# Selected text
____________________
3.2 Genesis of groundwater and contamination

Based on the concentration (in meq/l) of selective dominant anions (Cl and SO42−) and a cation (Na+), the prevailing dominant soil water interactions in the study area were identified based on the base-exchange indices. The classification of groundwater was done using the following equation (all units are in meq/l).

$${\text{Base Exchange }}\left( {\text{base exch}} \right) \, = {\text{ Na}}^{ + } {-}{\text{ Cl}}^{-} /{\text{ SO}}_{{4}}^{{{2}{-}}} {\text{meq}}/{\text{l }}\left( {\text{Matthess 1982}} \right)$$
(3)

As stated above (Eq. 3), the base-exchange values more than unitary (> 1) suggest that groundwater is NaHCO3 type; on the opposite, base exchange less than unitary (< 1), the groundwater represents Na+-SO42− type. The base exchange index plot shows that most of the samples (87%) belong to the Na+-SO42− type, while only 13% belongs to the Na+-HCO3 type in the study area. It is well known that the Na+-SO42− form of water accelerates the carbonate mineral deposition of calcite, and is linked with the release of fluoride from minerals in gneissic basement rocks and granite accumulation due to the dissolution of silicates and, therefore, a rise in the concentration of fluoride in groundwater. NaF(s) dissolves to release Na+ (aq), a conjugate base of strong acid fluoride that does not react with water. When the salt, NaF, is dissolved in water, the F-ion is formed (Chitrakshi and Haritash 2018; Mamatha and Rao 2010). The ion-exchange reactions followed by the mineral reaction are key factors in the study area that are responsible for a high level of fluoride.

$${\text{Na}}_{2} {\text{SO}}_{4} + {\text{CaF}}_{2} \to 2{\text{NaF}} + {\text{CaSO}}_{4}$$
(4)

Carbonate-rich rocks, such as limestone and dolomite, are major starting materials for carbonate weathering. The carbonates present in these rocks are dissolved in groundwater during water infiltration. Calcium (Ca2 +), magnesium (Mg2+), their molar ratio (Ca/Mg), and hydrogen carbonate (HCO3 −) are the major chemical parameters describing the groundwater carbonate equilibrium. Generally, the molar ratio in groundwater between calcium and magnesium depends on the lithological composition of groundwater recharge areas, i.e., if Ca/Mg molar ratio is equal to 1, it poses presence of dolomite while the higher molar ratio suggests dissolution of calcite minerals. The bivariant plot (Fig. 4) of Mg2+/Na+ verses Ca2+/Na+ clearly shows that carbonate dissolution is the dominant process which contributes to the chemical quality of the groundwater in the study area. Once again, the cross plot of verses (Ca2+ + Mg2 +) (HCO3  + SO4 2−) (Fig. 4b) is observed and implies that most of the samples with more than one fluoride concentration are found above equiline, which further suggests the carbonate dissolution, weathering and the movement of ions in the region are responsible for higher F and HCO3 concentrations in the groundwater. It is well known that an increase in pH (i.e., alkaline condition), sodium, and bicarbonate ion concentrations eventually raises the concentration of fluoride in groundwater as a result of the above reactions and mechanisms. In general, the longer interaction of rock water implies the weathering of fluoride-bearing minerals under alkaline conditions resulting in higher concentrations of fluoride in groundwater (Raj and Shaji 2017; Adimalla and Venkatayogi 2017; Cremisini and Armiento 2016).
____________________
# Task instructions
1. List every source cited by author and year in the section on groundwater genesis and contamination.
2. Reproduce the part of the groundwater section from "3.2 Genesis of" to "are in meq/l).".

# Input data
____________________
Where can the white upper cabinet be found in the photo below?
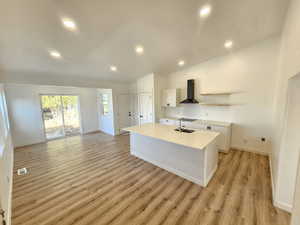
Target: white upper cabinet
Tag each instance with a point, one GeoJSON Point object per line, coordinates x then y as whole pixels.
{"type": "Point", "coordinates": [170, 97]}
____________________
# Solution list
1.
Matthess 1982
Chitrakshi and Haritash 2018
Mamatha and Rao 2010
Raj and Shaji 2017
Adimalla and Venkatayogi 2017
Cremisini and Armiento 2016

2.
3.2 Genesis of groundwater and contamination

Based on the concentration (in meq/l) of selective dominant anions (Cl and SO42−) and a cation (Na+), the prevailing dominant soil water interactions in the study area were identified based on the base-exchange indices. The classification of groundwater was done using the following equation (all units are in meq/l).